── TEXT SECTION

Create a terminology mapper from a task configuration object.

This factory method resolves the configured translator, retriever, selector, and reranker from their registries and initializes a TerminologyMapper with the remaining task parameters.

Parameters:

Name	Type	Description	Default
`task_config`	`TerminologyMappingTask`	Structured task configuration describing the mapping pipeline and runtime settings.	required

Returns:

Type	Description
`TerminologyMapper`	A configured `TerminologyMapper` instance.

Source code in aatm\terminology_mapper.py

@classmethod
def from_task_config(
    cls, task_config: TerminologyMappingTask
) -> "TerminologyMapper":
    """Create a terminology mapper from a task configuration object.

    This factory method resolves the configured translator, retriever,
    selector, and reranker from their registries and initializes a
    ``TerminologyMapper`` with the remaining task parameters.

    Args:
        task_config: Structured task configuration describing the mapping
            pipeline and runtime settings.

    Returns:
        A configured ``TerminologyMapper`` instance.
    """
    translator = (
        load_translator(task_config.translator_id)
        if task_config.translator_id
        else None
    )

    retriever = (
        load_retriever(task_config.retriever_id)
        if task_config.retriever_id
        else None
    )

    selector = (
        load_selector(task_config.selector_id) if task_config.selector_id else None
    )

    reranker = (
        load_reranker(task_config.reranker_id) if task_config.reranker_id else None
    )

    return cls(
        translator=translator,
        retriever=retriever,
        selector=selector,
        reranker=reranker,
        batch_size=task_config.batch_size,
        rate_limit=task_config.rate_limit,
        input_file=task_config.input_file,
        output_dir=task_config.output_dir,
        column_mapping=task_config.column_mapping,
        limit_to=task_config.limit_to,
    )

`map(expressions=None, file_path=None, limit_to=None, output_dir=None, return_as='df', save_to_disk=True)`

Map source concepts from a file to standardized concepts.

This method loads source concepts from a supported input file or from a list of strings or SourceConcept objects, processes them in batches through the pipeline, and returns the mapped results as a DataFrame. The resulting mappings are also written to a CSV file in the output directory.

Parameters:

Name	Type	Description	Default
`expressions`	`Optional[List[str \| SourceConcept]]`	Optional list of expressions to map. Expects a list of strings or SourceConcept objects.	`None`
`file_path`	`str \| Path`	Optional path to the source concept file. If not provided, the mapper's configured input file is used.	`None`
`limit_to`	`int`	Optional maximum number of rows to process from the source file.	`None`
`output_dir`	`str \| Path`	Optional output directory override for this mapping operation.	`None`
`return_as`	`Literal['df', 'mapped_source_concepts']`	Return type. Options: "df" or "mapped_source_concepts".	`'df'`
`save_to_disk`	`bool`	Whether to save the results to disk.	`True`

Returns:

Type	Description
`DataFrame`	A pandas DataFrame containing the mapped source concepts.

Raises:

Type	Description
`ValueError`	If no file path is available or the file type is not supported.

────
── PROVIDED RECORDS

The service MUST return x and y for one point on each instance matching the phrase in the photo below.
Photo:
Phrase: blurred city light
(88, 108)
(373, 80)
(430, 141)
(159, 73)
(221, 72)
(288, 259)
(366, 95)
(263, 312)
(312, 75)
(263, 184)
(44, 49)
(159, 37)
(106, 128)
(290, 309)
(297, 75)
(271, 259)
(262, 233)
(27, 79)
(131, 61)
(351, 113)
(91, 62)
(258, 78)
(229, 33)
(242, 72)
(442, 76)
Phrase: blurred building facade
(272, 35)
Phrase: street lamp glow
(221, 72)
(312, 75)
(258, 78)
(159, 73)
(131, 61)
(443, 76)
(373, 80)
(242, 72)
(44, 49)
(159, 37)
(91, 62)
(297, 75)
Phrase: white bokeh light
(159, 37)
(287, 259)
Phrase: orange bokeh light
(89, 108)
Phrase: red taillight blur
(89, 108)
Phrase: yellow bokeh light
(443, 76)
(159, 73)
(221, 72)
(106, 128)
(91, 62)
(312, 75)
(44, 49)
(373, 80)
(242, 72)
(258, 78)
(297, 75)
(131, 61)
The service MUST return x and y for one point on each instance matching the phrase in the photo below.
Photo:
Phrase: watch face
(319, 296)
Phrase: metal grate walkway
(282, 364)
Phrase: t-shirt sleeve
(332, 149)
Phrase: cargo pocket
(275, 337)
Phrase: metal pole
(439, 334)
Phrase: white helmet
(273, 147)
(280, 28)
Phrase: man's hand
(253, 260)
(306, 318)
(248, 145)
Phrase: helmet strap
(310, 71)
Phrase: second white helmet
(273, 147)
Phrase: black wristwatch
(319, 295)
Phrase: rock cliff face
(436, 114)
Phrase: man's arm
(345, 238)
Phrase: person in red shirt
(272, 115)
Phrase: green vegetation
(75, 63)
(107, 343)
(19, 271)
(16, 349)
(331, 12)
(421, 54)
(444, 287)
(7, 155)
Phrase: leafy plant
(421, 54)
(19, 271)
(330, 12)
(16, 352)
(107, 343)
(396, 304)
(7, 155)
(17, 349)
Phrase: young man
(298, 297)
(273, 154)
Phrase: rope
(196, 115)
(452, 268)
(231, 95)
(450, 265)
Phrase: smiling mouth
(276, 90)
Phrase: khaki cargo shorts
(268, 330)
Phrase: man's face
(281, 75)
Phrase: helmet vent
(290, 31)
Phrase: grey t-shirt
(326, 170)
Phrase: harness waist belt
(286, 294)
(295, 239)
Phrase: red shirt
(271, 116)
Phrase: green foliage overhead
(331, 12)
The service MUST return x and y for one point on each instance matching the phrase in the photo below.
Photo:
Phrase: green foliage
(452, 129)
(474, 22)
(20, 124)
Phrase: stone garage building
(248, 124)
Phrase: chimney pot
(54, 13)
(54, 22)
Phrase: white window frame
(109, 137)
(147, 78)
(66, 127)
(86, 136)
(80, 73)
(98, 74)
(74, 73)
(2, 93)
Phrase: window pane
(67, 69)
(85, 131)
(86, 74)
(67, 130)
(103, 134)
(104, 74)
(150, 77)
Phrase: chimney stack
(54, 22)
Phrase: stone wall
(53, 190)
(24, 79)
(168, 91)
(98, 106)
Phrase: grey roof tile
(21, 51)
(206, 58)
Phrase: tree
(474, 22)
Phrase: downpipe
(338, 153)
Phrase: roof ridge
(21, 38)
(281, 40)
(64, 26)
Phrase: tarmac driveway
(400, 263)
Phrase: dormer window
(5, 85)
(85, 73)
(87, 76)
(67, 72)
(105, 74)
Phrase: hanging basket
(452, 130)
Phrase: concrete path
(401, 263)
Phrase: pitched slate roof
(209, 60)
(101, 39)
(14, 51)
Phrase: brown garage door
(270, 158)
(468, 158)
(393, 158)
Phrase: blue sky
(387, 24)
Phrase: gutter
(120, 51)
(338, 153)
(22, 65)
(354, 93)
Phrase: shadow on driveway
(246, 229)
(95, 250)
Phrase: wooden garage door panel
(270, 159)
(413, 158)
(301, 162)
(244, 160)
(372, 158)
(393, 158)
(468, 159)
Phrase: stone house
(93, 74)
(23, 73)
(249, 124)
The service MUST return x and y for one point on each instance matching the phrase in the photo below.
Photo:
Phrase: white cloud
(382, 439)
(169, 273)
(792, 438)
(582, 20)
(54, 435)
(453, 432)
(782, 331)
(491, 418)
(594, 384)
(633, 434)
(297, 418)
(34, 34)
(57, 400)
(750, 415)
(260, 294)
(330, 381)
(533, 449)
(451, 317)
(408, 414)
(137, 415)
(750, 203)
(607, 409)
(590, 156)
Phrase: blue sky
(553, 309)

────
── PROVIDED RECORDS

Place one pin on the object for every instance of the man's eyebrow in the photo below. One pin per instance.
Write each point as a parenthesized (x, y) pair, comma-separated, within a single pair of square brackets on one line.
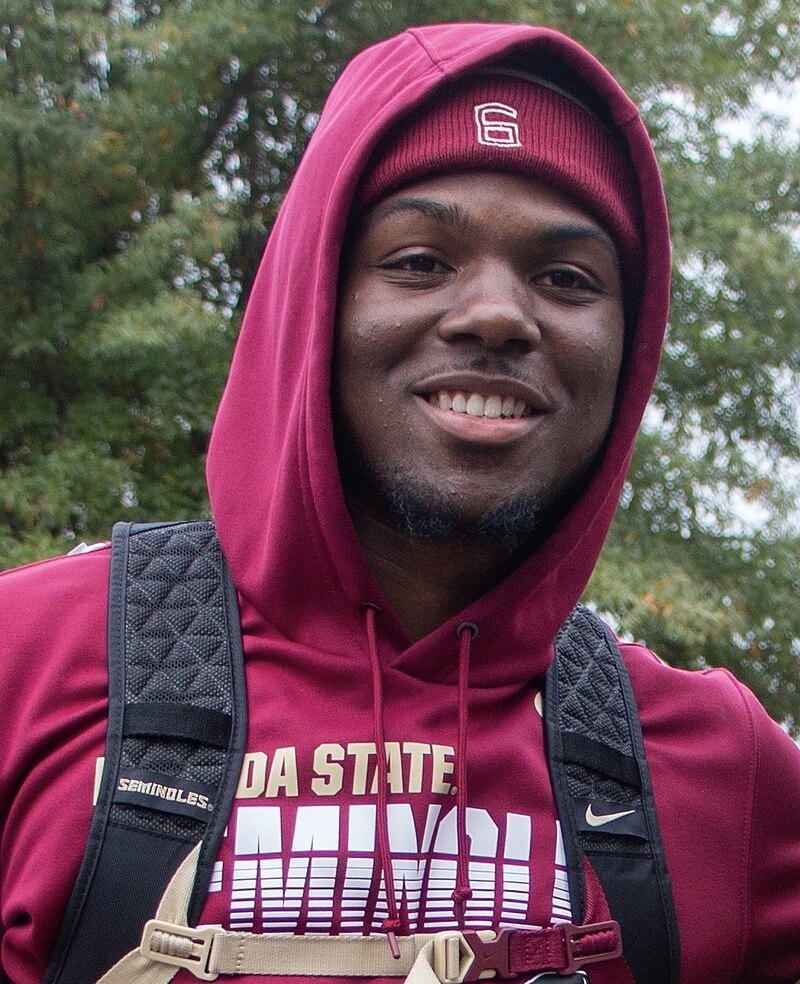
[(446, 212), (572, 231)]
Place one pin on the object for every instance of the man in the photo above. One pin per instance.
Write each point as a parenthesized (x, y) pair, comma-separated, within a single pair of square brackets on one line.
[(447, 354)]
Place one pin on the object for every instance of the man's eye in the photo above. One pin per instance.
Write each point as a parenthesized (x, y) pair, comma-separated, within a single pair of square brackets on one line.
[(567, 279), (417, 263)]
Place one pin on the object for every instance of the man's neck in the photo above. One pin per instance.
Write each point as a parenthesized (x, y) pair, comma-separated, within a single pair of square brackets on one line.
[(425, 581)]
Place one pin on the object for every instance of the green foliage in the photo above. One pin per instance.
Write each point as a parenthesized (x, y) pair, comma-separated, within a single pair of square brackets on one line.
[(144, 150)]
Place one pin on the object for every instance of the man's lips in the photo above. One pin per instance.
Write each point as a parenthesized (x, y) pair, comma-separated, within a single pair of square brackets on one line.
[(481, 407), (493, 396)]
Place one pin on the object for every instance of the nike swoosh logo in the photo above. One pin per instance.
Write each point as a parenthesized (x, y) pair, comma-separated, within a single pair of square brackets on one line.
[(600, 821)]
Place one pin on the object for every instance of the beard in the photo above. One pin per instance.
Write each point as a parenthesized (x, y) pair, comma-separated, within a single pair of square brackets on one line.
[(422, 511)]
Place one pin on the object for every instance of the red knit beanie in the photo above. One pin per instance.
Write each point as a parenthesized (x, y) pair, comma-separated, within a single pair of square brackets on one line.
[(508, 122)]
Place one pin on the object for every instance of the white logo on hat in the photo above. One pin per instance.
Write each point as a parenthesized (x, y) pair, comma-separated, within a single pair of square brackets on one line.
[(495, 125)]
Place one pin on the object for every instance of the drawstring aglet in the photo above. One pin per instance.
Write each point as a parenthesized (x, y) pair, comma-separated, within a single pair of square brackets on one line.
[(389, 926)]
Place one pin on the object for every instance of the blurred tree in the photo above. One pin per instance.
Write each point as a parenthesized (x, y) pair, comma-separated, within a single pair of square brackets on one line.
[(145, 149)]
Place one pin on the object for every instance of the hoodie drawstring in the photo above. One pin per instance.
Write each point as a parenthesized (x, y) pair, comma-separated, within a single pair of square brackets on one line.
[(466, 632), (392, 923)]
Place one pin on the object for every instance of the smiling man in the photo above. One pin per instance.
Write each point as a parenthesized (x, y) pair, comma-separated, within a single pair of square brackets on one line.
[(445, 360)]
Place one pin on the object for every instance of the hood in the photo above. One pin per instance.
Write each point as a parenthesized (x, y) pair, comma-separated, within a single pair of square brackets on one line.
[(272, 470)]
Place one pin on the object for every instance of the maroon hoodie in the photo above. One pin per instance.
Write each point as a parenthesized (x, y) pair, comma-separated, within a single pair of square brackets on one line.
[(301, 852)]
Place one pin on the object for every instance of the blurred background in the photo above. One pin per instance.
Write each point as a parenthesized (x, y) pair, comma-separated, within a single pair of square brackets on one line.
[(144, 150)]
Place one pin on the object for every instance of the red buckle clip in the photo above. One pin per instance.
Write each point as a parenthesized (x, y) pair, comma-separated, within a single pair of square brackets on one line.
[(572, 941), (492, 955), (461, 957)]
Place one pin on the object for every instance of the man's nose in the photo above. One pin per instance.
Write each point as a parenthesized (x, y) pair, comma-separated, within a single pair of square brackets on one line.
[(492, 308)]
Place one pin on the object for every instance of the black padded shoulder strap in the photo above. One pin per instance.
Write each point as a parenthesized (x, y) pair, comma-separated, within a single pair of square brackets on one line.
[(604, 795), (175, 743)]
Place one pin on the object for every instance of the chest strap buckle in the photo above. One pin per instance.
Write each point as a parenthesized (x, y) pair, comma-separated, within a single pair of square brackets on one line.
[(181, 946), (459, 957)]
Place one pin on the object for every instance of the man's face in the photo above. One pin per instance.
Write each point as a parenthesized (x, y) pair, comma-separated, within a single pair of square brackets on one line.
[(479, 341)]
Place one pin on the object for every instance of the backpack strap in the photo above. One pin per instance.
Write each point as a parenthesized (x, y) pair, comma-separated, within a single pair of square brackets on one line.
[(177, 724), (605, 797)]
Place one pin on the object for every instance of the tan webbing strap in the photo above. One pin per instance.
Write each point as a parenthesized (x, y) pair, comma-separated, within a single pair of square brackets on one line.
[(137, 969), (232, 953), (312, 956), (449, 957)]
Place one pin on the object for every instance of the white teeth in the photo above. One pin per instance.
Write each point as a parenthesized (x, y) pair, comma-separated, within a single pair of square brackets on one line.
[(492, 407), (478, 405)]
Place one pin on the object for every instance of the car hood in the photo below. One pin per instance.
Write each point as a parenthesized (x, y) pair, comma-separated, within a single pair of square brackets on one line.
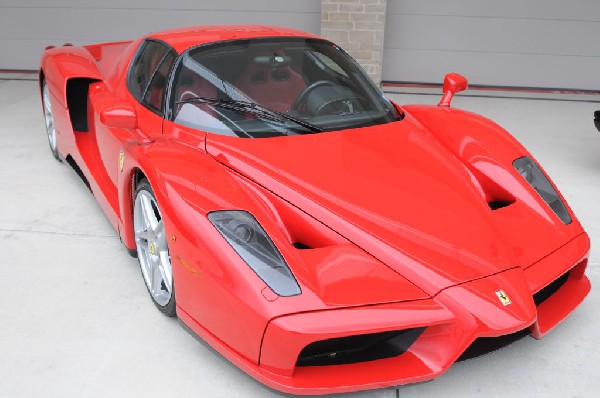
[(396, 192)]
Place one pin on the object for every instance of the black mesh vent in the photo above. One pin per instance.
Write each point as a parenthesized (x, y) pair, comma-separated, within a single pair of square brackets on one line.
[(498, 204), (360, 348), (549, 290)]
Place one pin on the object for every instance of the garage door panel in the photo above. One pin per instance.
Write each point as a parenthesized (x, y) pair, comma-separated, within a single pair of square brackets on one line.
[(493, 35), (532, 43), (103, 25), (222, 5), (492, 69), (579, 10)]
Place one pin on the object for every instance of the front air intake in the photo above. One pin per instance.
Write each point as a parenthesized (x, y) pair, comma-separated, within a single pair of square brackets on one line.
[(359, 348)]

────

PROBLEM TO WORK ON
Resume the terminology mapper documentation, picking up right after its final line. You will not need the records for this work.

RESPONSE TO THIS EXERCISE
Source code in aatm\terminology_mapper.py

def map(
    self,
    expressions: Optional[List[str | SourceConcept]] = None,
    file_path: str | Path = None,
    limit_to: int = None,
    output_dir: str | Path = None,
    return_as: Literal["df", "mapped_source_concepts"] = "df",
    save_to_disk: bool = True,
) -> pd.DataFrame:
    """Map source concepts from a file to standardized concepts.

    This method loads source concepts from a supported input file or from a list of strings or SourceConcept objects, processes them in batches through the pipeline, and returns the mapped results as a DataFrame. The resulting mappings are also written to a CSV file in the output directory.

    Args:
        expressions: Optional list of expressions to map. Expects a list of
            strings or SourceConcept objects.
        file_path: Optional path to the source concept file. If not
            provided, the mapper's configured input file is used.
        limit_to: Optional maximum number of rows to process from the
            source file.
        output_dir: Optional output directory override for this mapping
            operation.
        return_as: Return type. Options: "df" or
            "mapped_source_concepts".
        save_to_disk: Whether to save the results to disk.

    Returns:
        A pandas DataFrame containing the mapped source concepts.

    Raises:
        ValueError: If no file path is available or the file type is not
            supported.
    """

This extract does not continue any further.